> **課題のねらい**:
公的健康保険の免責を論じた本文を、最後の文の続きから書き継いでください。

1 ) 公的健康保険の免責導入

日本は、医療保険においても国民皆保険が実現しています。患者視点での公的健康保険の特長は、フリーアクセス(基本的にどの医療機関にも受診可能)、一定水準の医療の提供(診療報酬点数表収載医療の提供、薬価基準収載の薬剤給付)、一定価格の医療の提供の3つです。国は、この3点のサービスを定率の患者負担で提供しています。

また日本の医療保険は、一部を除いて現物給付です。

具体的には、以下の表の内容の給付です。

現物給付項目

内容

診察

 

薬剤の給付

 

保険医療材料の支給

手術縫合糸、カテーテル等

入院

看護ケア等

入院時の食事

入院時食事療養費と入院時生活療養費

必要な医療

検査、手術、リハビリ等

大きく6種類の給付が現物給付の対象です。

対象外は、業務上災害、正常妊娠、健康診断、美容医療けんか・犯罪等故意の事故などです。したがって、これらの例外を除くと原則すべての疾病・傷害が給付対象となっています。

皆さん、ご存知のとおり医療財政が逼迫する中で公的健康保険も、これまでの給付原則を維持できるか微妙になってきています。そこで、検討されるのが公的健康保険の免責議論です。過去何回か行政で議論されたことがありましたが、患者の定率負担増加が優先され患者負担は3割になりました。3割負担になったことにより、米国を除くと患者の自己負担額が先進国の中では高くなってしまったのが日本なのです。しかし、患者の定率負担は限界ですから、これ以上の負担増の政策は困難です。したがって、公的健康保険を維持するためには免責が議論されるわけです。患者の受診抑制や受診時定額負担など形を変えて議論されてきました。特に薬剤の処方日数の制限緩和やスイッチOTC薬の増加はある意味、公的健康保険の免責導入という解釈もできます。

> **保存データ**:
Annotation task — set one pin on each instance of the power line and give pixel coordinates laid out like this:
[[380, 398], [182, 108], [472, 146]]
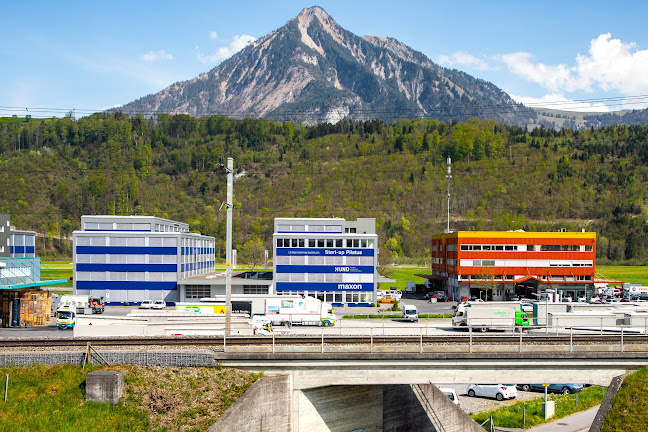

> **この問題の解答**:
さて、免責議論ですが、免責にする基準は医療費の多寡、傷病の重症度、医療技術の難易度など様々ですが、風邪や花粉症など軽微な疾患を免責とする軸、診療報酬点数などを参考に低い点数のものを免責にするなどが考えられます。また表に示した現物給付の範囲を縮小し、現在以上に食事の給付を減じる、あるいは薬剤の給付を対象外にするなどの免責議論が具体化するはずです。いずれにせよ正面から免責を議論することは患者の切捨て論争となり国民的なコンセンサスを得るのは難題といえますが、必ず中医協等で議論されるはずですので、注視していかなくてはならないでしょう。別の項目で説明しますが、特に薬剤給付について現在世界的に議論になっているところです。